INFORMATION SUPPLIED Start Marker

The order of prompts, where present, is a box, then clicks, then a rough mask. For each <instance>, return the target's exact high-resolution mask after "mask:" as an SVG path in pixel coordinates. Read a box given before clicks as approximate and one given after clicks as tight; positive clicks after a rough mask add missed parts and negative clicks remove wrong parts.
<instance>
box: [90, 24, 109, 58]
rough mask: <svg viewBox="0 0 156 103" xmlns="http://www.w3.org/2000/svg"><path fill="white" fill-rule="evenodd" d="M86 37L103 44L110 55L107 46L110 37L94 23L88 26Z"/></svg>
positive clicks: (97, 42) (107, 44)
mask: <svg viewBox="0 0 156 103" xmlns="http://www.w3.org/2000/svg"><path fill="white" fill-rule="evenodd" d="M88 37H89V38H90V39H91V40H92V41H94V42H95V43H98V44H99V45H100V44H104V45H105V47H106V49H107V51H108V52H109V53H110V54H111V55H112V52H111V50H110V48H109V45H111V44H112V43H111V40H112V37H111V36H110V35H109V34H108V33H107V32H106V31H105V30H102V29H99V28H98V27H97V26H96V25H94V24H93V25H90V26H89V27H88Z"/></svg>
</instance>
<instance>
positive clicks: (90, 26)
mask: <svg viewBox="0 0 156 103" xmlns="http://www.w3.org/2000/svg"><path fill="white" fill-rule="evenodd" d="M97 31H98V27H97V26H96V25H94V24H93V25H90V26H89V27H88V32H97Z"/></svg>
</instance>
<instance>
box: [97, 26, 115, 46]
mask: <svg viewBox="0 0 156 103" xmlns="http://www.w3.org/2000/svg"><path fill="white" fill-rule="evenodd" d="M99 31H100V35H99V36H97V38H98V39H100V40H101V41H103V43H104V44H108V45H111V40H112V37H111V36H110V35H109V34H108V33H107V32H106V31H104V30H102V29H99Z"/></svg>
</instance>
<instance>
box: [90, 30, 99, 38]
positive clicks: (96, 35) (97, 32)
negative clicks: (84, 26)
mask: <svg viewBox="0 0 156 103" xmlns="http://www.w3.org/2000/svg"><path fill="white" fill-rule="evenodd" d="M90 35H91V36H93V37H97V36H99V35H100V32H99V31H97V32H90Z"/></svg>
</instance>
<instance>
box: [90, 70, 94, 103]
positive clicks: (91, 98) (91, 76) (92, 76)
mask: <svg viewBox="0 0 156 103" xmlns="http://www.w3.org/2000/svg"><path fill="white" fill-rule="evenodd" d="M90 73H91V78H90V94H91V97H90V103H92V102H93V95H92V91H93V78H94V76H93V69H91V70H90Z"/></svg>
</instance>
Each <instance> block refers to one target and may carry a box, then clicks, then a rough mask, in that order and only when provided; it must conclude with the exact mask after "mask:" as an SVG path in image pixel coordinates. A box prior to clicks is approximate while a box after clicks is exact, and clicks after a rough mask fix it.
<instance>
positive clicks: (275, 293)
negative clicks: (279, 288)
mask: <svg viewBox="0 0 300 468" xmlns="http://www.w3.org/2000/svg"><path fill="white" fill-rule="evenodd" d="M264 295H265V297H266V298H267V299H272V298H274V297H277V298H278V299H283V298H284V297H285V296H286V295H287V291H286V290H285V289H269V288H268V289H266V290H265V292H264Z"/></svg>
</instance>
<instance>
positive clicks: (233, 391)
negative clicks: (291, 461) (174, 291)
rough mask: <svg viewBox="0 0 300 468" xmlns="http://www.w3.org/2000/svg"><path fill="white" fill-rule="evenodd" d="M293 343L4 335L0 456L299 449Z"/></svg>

INFORMATION SUPPLIED End Marker

- [ASSIGNMENT]: Reproduce the full listing above, character for character.

- [SOLUTION TO THIS TASK]:
The order of prompts, where present, is a box, then clicks, then a rough mask. For each <instance>, return the target's exact high-resolution mask after "mask:" as an SVG path in pixel coordinates. Read a box given before clicks as approximate and one given after clicks as tight; positive clicks after a rough mask add missed parts and negative clicks remove wrong parts.
<instance>
box: [90, 24, 109, 58]
rough mask: <svg viewBox="0 0 156 103" xmlns="http://www.w3.org/2000/svg"><path fill="white" fill-rule="evenodd" d="M86 37L103 44L110 55L107 46L110 37L94 23L88 26Z"/></svg>
positive clicks: (97, 42) (107, 44)
mask: <svg viewBox="0 0 156 103" xmlns="http://www.w3.org/2000/svg"><path fill="white" fill-rule="evenodd" d="M88 37H89V38H90V39H91V40H92V41H94V42H95V43H98V44H99V45H100V44H104V45H105V47H106V49H107V51H108V52H109V53H110V54H111V55H112V52H111V50H110V48H109V45H111V44H112V43H111V40H112V37H111V36H110V35H109V34H108V33H107V32H106V31H105V30H102V29H99V28H98V27H97V26H96V25H94V24H93V25H90V26H89V27H88Z"/></svg>
</instance>
<instance>
positive clicks: (90, 26)
mask: <svg viewBox="0 0 156 103" xmlns="http://www.w3.org/2000/svg"><path fill="white" fill-rule="evenodd" d="M97 31H98V27H97V26H96V25H94V24H93V25H90V26H89V27H88V32H97Z"/></svg>
</instance>
<instance>
box: [97, 26, 115, 46]
mask: <svg viewBox="0 0 156 103" xmlns="http://www.w3.org/2000/svg"><path fill="white" fill-rule="evenodd" d="M99 31H100V35H99V36H97V38H98V39H100V40H101V41H103V43H104V44H108V45H111V40H112V37H111V36H110V35H109V34H108V33H107V32H106V31H104V30H102V29H99Z"/></svg>
</instance>
<instance>
box: [90, 30, 99, 38]
positive clicks: (96, 35) (97, 32)
negative clicks: (84, 26)
mask: <svg viewBox="0 0 156 103" xmlns="http://www.w3.org/2000/svg"><path fill="white" fill-rule="evenodd" d="M90 35H91V36H93V37H97V36H99V35H100V32H99V31H97V32H90Z"/></svg>
</instance>
<instance>
box: [90, 70, 94, 103]
positive clicks: (91, 98) (91, 76) (92, 76)
mask: <svg viewBox="0 0 156 103" xmlns="http://www.w3.org/2000/svg"><path fill="white" fill-rule="evenodd" d="M90 73H91V78H90V94H91V97H90V103H92V102H93V95H92V91H93V78H94V76H93V69H91V70H90Z"/></svg>
</instance>
Each <instance> block refers to one target and may carry a box, then clicks, then a rough mask, in that order and only when provided; it must conclude with the exact mask after "mask:" as an SVG path in image pixel coordinates. A box prior to clicks is approximate while a box after clicks is exact, and clicks after a rough mask fix it.
<instance>
positive clicks: (275, 293)
negative clicks: (279, 288)
mask: <svg viewBox="0 0 300 468" xmlns="http://www.w3.org/2000/svg"><path fill="white" fill-rule="evenodd" d="M264 295H265V297H266V298H267V299H272V298H274V297H277V298H278V299H283V298H284V297H285V296H286V295H287V291H286V290H285V289H269V288H268V289H266V290H265V292H264Z"/></svg>
</instance>
<instance>
positive clicks: (233, 391)
negative clicks: (291, 461) (174, 291)
rough mask: <svg viewBox="0 0 300 468" xmlns="http://www.w3.org/2000/svg"><path fill="white" fill-rule="evenodd" d="M293 343L4 335L0 456L299 449Z"/></svg>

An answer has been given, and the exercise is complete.